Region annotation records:
********
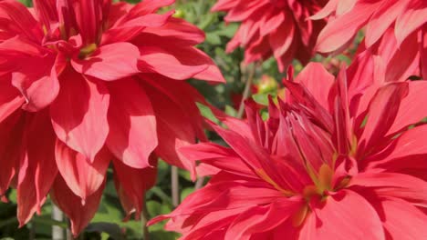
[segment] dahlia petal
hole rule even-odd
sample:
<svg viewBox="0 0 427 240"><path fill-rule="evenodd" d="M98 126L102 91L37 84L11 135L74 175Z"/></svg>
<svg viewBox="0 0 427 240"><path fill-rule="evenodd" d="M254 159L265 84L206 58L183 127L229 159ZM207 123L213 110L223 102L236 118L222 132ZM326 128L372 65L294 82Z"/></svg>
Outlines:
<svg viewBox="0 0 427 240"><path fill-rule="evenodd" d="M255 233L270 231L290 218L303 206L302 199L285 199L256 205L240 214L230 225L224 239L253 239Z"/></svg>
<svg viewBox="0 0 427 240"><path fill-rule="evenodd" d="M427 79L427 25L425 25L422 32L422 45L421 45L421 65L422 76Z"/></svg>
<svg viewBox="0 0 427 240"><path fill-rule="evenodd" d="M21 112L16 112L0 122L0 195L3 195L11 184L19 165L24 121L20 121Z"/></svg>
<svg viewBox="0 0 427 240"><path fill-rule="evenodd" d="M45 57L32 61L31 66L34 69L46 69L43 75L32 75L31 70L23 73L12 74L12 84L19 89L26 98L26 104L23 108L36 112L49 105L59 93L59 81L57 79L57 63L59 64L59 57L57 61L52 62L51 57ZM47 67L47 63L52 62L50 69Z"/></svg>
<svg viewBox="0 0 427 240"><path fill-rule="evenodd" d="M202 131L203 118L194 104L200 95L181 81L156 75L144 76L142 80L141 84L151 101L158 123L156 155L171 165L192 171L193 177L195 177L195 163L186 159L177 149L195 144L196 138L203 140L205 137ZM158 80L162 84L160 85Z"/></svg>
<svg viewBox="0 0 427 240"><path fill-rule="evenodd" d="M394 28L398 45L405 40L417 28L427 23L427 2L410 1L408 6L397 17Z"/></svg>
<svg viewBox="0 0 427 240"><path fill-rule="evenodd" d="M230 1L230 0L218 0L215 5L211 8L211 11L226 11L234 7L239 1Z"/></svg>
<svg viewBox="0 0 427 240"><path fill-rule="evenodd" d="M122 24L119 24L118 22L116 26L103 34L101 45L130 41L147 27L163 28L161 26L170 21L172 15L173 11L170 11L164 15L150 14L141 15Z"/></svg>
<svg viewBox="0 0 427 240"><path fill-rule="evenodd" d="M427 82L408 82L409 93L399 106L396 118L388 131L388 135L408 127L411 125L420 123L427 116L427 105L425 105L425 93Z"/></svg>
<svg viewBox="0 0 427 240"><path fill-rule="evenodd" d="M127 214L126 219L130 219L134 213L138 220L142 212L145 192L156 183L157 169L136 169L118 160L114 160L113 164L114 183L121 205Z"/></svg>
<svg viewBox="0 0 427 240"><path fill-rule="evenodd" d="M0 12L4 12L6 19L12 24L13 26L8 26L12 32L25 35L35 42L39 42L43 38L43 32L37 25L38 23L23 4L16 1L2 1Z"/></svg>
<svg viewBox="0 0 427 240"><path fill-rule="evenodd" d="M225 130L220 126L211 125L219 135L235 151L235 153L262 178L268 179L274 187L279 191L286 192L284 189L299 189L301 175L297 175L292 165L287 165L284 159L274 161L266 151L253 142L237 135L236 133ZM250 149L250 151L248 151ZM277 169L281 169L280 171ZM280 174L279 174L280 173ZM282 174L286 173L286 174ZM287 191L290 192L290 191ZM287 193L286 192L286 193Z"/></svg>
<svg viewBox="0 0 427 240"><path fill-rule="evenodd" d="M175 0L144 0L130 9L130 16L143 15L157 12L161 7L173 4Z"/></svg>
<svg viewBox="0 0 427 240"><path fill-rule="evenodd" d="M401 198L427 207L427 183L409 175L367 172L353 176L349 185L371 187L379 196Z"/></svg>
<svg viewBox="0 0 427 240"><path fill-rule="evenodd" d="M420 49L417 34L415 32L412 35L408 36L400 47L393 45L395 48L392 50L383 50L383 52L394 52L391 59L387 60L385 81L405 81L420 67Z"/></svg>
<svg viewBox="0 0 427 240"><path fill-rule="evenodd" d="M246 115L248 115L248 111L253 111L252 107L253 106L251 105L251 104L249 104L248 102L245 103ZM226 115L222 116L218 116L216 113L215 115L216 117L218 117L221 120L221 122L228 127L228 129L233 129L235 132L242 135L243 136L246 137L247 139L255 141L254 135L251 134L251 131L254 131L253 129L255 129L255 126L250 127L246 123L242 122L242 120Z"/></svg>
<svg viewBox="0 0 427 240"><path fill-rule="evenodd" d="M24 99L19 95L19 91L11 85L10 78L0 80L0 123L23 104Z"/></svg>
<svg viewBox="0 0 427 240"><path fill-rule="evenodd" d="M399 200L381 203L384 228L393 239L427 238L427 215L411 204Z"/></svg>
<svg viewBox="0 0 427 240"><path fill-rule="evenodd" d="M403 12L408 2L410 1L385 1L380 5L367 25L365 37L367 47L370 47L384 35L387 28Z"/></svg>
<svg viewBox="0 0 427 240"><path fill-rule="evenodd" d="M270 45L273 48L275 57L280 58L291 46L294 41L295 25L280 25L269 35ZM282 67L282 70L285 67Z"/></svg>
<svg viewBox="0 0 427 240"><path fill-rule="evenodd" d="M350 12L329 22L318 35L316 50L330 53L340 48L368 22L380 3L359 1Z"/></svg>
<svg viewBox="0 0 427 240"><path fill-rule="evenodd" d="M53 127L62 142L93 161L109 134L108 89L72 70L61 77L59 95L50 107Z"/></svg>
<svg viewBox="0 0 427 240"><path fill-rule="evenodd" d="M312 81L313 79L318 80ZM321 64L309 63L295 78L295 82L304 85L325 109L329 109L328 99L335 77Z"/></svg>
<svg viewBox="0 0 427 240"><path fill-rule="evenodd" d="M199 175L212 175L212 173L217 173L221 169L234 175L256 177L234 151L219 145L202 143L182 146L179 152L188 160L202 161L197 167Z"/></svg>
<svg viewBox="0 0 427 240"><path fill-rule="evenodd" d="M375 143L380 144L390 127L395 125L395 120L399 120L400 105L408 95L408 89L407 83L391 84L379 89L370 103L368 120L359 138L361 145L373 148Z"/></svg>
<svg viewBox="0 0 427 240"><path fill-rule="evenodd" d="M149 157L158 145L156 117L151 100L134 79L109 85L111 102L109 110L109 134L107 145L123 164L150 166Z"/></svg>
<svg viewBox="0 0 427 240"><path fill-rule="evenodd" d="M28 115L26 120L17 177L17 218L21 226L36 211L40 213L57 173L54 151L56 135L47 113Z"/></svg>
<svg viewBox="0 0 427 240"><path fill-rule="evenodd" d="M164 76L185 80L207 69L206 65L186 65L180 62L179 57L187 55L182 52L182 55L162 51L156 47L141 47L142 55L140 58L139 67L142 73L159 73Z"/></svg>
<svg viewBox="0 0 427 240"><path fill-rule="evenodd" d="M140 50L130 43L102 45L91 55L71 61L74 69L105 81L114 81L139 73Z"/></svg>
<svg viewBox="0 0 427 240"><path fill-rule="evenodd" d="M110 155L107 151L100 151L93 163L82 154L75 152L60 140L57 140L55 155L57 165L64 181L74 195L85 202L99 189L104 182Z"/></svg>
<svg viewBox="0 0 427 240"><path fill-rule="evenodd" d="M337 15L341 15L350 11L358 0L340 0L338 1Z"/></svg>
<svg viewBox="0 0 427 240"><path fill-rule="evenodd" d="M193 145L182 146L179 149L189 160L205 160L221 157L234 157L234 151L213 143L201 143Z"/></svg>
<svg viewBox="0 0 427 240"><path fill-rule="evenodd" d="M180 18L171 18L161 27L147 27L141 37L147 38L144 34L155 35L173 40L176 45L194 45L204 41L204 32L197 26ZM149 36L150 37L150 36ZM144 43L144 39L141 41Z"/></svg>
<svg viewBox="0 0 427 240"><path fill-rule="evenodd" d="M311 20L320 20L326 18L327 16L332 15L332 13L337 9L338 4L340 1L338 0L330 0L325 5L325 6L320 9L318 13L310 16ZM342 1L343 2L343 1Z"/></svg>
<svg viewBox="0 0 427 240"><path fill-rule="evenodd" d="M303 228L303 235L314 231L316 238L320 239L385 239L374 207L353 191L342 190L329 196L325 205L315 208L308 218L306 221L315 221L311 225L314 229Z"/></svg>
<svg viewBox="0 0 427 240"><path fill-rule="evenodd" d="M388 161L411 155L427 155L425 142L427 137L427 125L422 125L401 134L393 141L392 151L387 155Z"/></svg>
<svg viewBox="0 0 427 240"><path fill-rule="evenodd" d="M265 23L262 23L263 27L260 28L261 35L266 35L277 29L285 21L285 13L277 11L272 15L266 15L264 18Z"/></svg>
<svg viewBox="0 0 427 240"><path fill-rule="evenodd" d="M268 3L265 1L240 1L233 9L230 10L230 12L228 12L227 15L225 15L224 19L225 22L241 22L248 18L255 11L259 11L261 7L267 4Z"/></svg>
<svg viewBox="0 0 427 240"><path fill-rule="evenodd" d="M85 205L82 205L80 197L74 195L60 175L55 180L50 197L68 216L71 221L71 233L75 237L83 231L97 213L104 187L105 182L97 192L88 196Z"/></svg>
********
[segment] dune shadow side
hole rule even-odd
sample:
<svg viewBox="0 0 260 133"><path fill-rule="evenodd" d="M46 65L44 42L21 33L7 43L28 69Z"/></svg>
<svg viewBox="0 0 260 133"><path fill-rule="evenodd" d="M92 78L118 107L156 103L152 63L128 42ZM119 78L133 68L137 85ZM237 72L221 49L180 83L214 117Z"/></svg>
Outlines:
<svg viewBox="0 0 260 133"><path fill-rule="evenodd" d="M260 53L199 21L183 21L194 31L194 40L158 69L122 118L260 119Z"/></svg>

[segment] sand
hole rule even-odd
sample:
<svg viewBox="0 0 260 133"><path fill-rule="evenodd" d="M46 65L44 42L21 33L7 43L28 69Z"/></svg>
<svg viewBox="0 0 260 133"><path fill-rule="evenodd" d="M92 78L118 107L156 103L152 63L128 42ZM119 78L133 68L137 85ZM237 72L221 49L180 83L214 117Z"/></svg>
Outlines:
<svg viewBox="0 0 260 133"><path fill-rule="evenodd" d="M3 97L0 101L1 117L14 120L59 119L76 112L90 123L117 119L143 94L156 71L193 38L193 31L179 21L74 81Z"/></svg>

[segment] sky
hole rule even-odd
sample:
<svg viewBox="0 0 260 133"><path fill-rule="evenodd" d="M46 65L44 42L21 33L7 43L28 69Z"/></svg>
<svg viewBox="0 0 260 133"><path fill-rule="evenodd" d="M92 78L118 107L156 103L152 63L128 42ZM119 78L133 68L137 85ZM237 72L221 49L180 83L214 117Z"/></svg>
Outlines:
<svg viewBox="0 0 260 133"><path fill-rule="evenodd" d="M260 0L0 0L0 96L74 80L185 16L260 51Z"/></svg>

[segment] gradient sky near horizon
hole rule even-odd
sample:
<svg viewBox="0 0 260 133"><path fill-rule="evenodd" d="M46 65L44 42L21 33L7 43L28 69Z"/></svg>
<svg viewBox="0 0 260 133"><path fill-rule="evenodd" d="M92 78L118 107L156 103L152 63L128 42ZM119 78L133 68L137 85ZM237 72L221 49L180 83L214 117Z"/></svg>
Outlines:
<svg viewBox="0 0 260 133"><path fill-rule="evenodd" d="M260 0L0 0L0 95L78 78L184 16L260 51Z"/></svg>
********
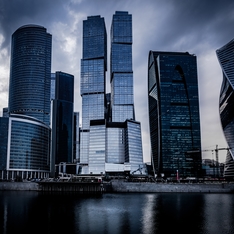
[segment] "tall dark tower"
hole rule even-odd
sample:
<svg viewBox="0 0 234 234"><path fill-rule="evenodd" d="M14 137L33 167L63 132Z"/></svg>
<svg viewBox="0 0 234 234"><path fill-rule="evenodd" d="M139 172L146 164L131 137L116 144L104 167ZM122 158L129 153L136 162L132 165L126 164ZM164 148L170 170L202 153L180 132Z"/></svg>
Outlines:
********
OBJECTIVE: Render the records starting at the line that contains "[segment] sand" and ending at the line that contains "0L0 0L0 96L74" as a two-column CSV with the columns record_text and answer. Give one row per record, put each value in one quoted field, and replace line breaks with spaces.

SOLUTION:
record_text,answer
"[segment] sand hole rule even-odd sample: <svg viewBox=""0 0 260 133""><path fill-rule=""evenodd"" d=""M46 65L44 42L21 33L7 43L28 69Z""/></svg> <svg viewBox=""0 0 260 133""><path fill-rule=""evenodd"" d=""M92 78L118 107L156 103L152 63L128 42ZM119 78L133 68L137 85ZM237 72L221 49L180 83L214 117Z""/></svg> Outlines:","<svg viewBox=""0 0 260 133""><path fill-rule=""evenodd"" d=""M3 97L0 101L1 117L14 120L59 119L76 112L90 123L117 119L143 94L156 71L193 38L193 31L179 21L74 81Z""/></svg>"
"[segment] sky hole rule even-odd sample: <svg viewBox=""0 0 260 133""><path fill-rule=""evenodd"" d=""M46 65L44 42L21 33L7 43L28 69Z""/></svg> <svg viewBox=""0 0 260 133""><path fill-rule=""evenodd"" d=""M92 78L118 107L156 103L152 63L128 42ZM119 78L133 68L137 85ZM237 72L221 49L180 83L214 117Z""/></svg> Outlines:","<svg viewBox=""0 0 260 133""><path fill-rule=""evenodd"" d=""M260 0L0 0L0 96L74 80L185 16L260 51Z""/></svg>"